TASK → Establish how many lines of the material below contain the string "found". Return that number by itself.

**** DATA PROVIDED

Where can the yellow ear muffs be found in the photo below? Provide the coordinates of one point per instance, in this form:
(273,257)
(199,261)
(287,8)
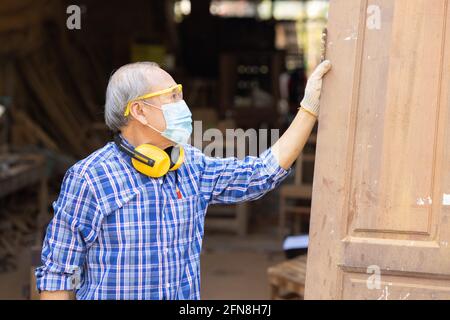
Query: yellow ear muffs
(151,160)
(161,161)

********
**** DATA PROVIDED

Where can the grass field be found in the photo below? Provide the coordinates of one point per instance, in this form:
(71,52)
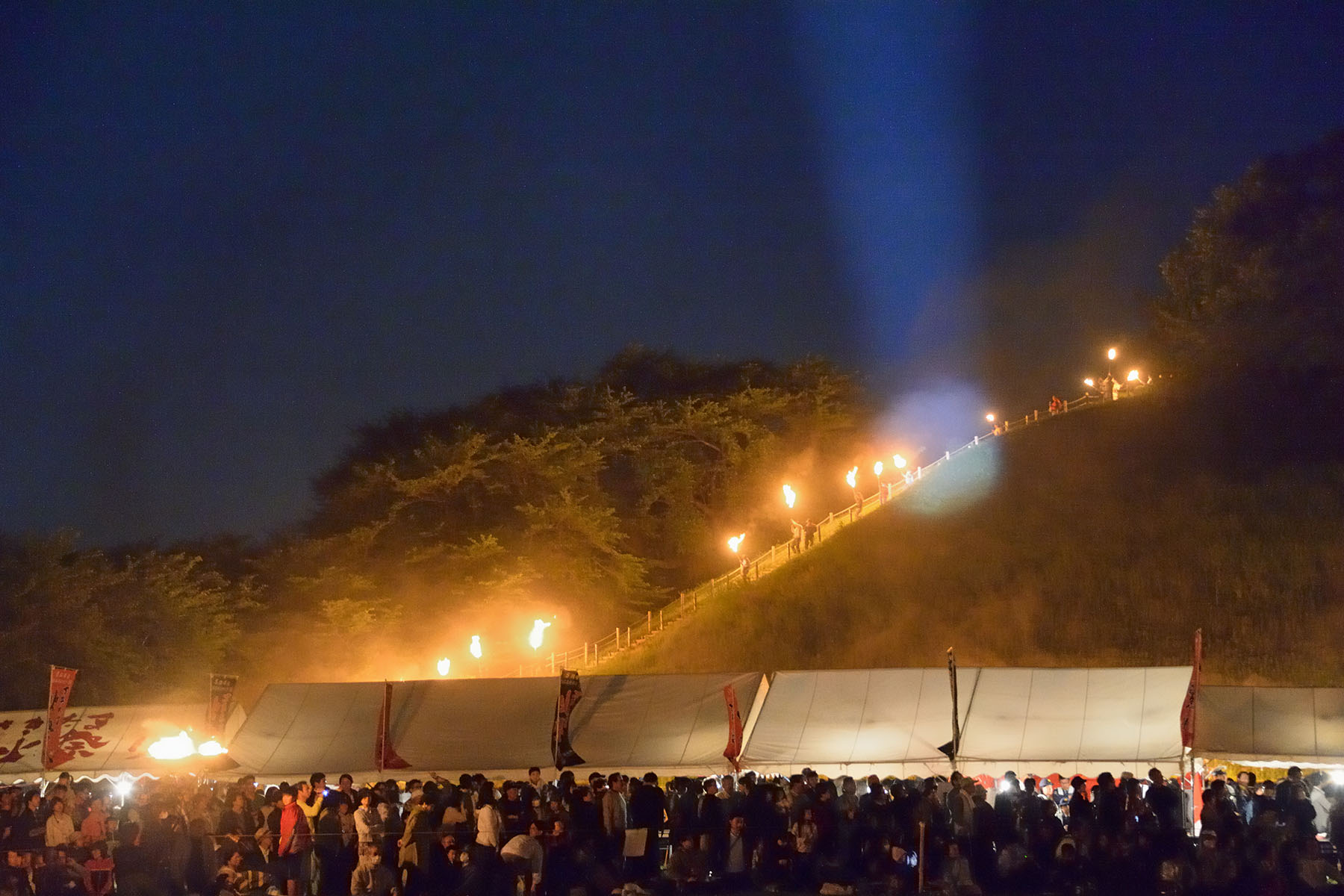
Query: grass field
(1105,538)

********

TASK RESPONSE → 2